*Written task*
Lay out the items from the line containing "Can you find the front door" through the line containing "xmin=0 ymin=0 xmax=142 ymax=102" as a two-column CSV with the headers text and boxes. Give one row per item, and put each field in double quotes with any line breaks replaced by spaces.
-- begin Record list --
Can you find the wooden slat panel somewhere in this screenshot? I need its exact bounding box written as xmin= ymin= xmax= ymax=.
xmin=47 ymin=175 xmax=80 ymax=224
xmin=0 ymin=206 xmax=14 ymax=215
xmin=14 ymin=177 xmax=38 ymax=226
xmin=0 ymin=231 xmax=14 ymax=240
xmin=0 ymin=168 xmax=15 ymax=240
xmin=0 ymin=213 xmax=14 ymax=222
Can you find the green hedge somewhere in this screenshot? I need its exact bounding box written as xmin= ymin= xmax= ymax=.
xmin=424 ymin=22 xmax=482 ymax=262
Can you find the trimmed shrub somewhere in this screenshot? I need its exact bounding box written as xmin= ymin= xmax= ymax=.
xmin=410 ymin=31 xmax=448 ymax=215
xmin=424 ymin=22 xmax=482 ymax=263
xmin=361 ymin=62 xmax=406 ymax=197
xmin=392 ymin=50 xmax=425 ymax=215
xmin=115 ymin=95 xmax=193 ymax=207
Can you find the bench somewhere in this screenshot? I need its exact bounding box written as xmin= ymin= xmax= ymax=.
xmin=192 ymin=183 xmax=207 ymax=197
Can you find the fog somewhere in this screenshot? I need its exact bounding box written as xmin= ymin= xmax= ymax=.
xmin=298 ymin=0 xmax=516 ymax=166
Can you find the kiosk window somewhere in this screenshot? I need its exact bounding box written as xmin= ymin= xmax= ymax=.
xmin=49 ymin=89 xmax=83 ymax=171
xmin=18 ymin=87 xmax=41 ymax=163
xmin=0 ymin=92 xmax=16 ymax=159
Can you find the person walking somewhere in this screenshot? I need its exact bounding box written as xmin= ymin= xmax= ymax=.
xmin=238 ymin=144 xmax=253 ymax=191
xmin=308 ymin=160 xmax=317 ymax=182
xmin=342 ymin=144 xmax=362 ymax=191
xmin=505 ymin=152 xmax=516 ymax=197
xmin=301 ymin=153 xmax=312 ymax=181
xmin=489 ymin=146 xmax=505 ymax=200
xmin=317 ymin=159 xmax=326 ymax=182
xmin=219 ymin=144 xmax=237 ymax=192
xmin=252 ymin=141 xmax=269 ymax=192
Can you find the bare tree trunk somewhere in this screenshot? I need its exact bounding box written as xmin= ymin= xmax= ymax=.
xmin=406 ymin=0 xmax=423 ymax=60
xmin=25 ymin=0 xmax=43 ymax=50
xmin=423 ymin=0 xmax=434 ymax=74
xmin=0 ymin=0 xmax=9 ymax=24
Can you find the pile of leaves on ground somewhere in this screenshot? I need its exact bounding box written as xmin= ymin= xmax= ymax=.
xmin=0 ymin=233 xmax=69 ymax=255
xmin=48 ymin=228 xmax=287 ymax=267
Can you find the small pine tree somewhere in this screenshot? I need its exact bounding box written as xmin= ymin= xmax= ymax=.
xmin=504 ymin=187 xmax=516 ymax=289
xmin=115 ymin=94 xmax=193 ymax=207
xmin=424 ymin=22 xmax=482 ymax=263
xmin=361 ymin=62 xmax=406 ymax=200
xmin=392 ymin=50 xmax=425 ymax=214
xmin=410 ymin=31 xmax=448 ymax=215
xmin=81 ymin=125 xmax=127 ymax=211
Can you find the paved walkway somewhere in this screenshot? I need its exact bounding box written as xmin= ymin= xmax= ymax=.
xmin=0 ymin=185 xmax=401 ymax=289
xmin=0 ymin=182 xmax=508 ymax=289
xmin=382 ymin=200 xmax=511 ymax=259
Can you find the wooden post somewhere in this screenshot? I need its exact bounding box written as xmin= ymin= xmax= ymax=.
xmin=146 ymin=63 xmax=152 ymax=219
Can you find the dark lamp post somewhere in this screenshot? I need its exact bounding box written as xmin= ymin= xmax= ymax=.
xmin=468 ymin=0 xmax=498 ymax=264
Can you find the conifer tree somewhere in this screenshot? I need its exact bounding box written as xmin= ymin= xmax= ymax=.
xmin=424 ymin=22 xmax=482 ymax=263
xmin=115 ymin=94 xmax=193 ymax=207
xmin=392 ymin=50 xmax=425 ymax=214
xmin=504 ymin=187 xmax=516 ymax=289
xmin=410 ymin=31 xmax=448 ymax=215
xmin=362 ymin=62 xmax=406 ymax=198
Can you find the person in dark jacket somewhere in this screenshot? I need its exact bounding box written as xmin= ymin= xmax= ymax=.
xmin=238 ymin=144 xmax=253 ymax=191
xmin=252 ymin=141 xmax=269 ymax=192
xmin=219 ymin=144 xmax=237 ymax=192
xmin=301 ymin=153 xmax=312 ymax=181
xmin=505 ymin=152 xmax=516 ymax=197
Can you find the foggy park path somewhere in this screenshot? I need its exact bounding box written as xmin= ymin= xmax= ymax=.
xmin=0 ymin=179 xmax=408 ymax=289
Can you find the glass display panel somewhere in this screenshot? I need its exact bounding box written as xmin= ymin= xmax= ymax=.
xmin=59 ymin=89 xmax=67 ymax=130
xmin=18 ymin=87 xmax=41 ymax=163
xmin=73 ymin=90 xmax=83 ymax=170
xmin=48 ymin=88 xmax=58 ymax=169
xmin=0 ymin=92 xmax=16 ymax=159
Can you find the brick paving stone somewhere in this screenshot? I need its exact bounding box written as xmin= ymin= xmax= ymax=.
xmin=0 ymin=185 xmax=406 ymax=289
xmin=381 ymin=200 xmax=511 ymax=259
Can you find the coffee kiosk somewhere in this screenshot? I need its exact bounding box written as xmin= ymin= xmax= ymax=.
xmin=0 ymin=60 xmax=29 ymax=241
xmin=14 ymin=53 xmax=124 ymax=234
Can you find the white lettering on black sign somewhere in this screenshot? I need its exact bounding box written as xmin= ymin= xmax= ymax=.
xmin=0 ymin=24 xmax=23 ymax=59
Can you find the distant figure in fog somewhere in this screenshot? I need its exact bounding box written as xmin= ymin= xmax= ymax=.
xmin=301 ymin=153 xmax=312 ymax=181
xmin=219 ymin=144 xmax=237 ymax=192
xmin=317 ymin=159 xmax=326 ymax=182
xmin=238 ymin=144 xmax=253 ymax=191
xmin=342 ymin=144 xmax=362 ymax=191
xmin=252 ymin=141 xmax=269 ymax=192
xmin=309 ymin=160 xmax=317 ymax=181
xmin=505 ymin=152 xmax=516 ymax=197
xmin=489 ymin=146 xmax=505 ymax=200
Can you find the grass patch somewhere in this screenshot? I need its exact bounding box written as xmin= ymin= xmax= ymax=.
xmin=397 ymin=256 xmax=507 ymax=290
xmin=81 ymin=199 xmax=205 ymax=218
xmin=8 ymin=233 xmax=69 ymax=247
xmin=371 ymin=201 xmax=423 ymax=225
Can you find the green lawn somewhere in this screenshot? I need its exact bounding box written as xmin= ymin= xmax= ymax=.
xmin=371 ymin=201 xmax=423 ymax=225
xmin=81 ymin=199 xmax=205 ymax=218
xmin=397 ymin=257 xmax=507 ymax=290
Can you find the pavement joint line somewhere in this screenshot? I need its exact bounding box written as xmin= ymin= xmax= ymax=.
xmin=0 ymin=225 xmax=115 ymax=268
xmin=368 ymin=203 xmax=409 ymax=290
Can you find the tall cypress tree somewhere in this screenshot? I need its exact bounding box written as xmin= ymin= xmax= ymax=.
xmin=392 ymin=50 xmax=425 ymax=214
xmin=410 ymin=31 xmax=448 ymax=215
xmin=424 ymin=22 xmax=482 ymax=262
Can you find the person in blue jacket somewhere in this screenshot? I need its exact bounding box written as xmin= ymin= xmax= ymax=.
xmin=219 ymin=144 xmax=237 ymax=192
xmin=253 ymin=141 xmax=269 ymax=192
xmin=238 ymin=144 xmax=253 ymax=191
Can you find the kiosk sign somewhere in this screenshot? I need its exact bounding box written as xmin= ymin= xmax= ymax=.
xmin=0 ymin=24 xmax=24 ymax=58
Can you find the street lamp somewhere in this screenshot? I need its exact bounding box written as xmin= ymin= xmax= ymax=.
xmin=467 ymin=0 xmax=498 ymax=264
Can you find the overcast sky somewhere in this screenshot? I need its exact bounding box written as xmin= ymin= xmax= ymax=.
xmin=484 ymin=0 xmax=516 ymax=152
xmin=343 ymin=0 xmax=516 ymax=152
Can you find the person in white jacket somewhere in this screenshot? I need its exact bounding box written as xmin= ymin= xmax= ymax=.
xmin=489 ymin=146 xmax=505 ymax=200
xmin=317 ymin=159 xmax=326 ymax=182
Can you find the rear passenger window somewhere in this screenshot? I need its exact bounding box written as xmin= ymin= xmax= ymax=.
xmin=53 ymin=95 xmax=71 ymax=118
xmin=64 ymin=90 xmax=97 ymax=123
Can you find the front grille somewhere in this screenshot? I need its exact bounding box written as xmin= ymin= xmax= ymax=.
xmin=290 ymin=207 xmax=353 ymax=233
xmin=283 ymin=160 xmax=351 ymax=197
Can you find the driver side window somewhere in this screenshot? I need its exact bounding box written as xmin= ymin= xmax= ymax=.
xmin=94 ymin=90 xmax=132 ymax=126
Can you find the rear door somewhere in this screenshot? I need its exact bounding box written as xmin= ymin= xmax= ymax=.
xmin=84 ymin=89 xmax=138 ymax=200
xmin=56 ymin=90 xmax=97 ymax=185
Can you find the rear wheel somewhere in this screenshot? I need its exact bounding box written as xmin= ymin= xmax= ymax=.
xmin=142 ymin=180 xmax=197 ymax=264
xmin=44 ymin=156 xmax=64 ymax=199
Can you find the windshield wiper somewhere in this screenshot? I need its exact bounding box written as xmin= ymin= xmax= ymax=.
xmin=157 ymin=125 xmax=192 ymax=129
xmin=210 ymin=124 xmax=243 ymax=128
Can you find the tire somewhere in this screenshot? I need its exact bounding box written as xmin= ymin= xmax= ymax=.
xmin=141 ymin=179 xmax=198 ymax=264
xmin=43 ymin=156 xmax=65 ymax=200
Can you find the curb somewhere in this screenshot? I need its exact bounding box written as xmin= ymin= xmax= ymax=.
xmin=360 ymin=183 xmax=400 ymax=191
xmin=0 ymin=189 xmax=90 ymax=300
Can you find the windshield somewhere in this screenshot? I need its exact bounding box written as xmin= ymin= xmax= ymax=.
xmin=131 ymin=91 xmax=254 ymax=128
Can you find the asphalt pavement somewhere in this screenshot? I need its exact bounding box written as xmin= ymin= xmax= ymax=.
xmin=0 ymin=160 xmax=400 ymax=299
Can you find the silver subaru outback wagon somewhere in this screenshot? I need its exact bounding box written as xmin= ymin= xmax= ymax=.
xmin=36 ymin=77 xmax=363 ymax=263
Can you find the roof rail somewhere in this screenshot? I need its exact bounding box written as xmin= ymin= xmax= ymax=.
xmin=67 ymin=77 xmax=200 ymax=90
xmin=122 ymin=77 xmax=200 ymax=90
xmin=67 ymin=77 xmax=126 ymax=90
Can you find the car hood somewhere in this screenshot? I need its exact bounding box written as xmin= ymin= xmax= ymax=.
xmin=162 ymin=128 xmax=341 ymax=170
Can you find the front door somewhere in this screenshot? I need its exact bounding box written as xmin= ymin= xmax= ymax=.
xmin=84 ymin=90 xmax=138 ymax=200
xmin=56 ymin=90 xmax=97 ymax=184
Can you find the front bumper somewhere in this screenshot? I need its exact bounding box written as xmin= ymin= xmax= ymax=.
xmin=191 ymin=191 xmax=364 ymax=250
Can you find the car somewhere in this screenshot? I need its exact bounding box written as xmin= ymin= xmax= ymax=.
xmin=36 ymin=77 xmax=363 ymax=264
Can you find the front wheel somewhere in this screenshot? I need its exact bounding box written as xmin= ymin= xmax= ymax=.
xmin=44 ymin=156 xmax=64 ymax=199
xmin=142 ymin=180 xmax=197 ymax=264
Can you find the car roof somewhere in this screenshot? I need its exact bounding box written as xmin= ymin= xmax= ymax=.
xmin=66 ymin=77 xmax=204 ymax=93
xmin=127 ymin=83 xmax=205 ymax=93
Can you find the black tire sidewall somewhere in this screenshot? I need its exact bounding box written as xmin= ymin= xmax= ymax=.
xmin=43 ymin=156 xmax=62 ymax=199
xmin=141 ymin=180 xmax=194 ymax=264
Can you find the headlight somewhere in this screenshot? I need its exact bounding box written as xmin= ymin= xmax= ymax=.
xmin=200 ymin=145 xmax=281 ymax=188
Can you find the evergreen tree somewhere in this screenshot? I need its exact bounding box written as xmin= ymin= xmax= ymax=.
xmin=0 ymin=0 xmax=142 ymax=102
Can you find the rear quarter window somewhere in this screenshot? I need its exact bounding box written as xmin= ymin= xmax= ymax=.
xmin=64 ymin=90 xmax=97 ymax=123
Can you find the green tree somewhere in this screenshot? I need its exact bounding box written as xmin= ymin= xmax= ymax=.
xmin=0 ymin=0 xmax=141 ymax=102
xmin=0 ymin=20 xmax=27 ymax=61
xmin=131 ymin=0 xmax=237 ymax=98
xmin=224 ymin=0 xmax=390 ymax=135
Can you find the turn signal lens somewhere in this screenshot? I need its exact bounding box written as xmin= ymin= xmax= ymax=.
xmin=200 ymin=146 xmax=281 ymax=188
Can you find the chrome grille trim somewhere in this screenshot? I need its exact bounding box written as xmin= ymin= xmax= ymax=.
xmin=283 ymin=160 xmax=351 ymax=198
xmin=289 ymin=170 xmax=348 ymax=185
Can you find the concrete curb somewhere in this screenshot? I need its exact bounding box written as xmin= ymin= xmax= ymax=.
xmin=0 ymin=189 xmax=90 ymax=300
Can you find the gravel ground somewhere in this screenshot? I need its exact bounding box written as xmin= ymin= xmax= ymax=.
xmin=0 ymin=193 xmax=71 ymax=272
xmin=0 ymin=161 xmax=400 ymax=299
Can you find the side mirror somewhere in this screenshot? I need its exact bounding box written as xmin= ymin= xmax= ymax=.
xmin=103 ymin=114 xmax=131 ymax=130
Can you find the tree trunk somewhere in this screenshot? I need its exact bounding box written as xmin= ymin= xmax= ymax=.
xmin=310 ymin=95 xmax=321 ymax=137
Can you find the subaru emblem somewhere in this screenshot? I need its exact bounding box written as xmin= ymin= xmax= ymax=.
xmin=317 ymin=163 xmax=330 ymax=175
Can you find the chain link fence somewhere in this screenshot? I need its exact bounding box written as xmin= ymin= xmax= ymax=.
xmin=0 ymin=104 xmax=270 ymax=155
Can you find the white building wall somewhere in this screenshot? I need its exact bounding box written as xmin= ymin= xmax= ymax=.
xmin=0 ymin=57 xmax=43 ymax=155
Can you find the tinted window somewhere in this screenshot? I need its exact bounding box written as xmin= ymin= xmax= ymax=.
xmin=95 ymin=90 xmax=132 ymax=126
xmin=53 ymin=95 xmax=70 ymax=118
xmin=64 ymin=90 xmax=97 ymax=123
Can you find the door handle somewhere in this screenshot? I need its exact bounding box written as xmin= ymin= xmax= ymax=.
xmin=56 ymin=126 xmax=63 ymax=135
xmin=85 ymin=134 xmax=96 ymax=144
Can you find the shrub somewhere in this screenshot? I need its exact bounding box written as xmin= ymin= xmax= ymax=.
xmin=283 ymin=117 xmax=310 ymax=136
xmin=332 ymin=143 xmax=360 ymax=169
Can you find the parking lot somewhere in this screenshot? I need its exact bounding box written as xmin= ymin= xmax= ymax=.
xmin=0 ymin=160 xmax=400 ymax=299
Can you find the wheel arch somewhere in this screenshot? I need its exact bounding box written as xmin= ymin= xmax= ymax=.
-- end Record list --
*Correct output*
text,boxes
"Can you find the front door somewhere in this screenshot? I need its exact bounding box written as xmin= ymin= xmax= ymax=.","xmin=84 ymin=90 xmax=138 ymax=200 xmin=56 ymin=90 xmax=97 ymax=184"
"Can you find the front bumper somewhere in this screenshot? I need its exact bounding box written as xmin= ymin= xmax= ymax=.","xmin=191 ymin=191 xmax=364 ymax=250"
"Can you find the car somewhere in this screenshot? I need its exact bounding box written as xmin= ymin= xmax= ymax=.","xmin=36 ymin=77 xmax=363 ymax=264"
"Can you find the front wheel somewhere in this screenshot? I need its exact bounding box written as xmin= ymin= xmax= ymax=.","xmin=44 ymin=156 xmax=64 ymax=199 xmin=142 ymin=180 xmax=197 ymax=264"
"Can you find the car roof somewhere in this screenshot? I need its exact bounding box written as xmin= ymin= xmax= ymax=.","xmin=66 ymin=77 xmax=204 ymax=93 xmin=127 ymin=83 xmax=205 ymax=93"
"Can you find the black tire sidewall somewhere in this screenshot? I need its exact bounding box written as xmin= ymin= xmax= ymax=.","xmin=43 ymin=156 xmax=62 ymax=199 xmin=141 ymin=180 xmax=194 ymax=264"
"Can you find the headlight somewhere in this screenshot? I need its exact bounding box written as xmin= ymin= xmax= ymax=.","xmin=200 ymin=145 xmax=281 ymax=188"
"Can you find the evergreen tree somewhere in this screenshot? I need its exact bounding box written as xmin= ymin= xmax= ymax=.","xmin=0 ymin=0 xmax=142 ymax=102"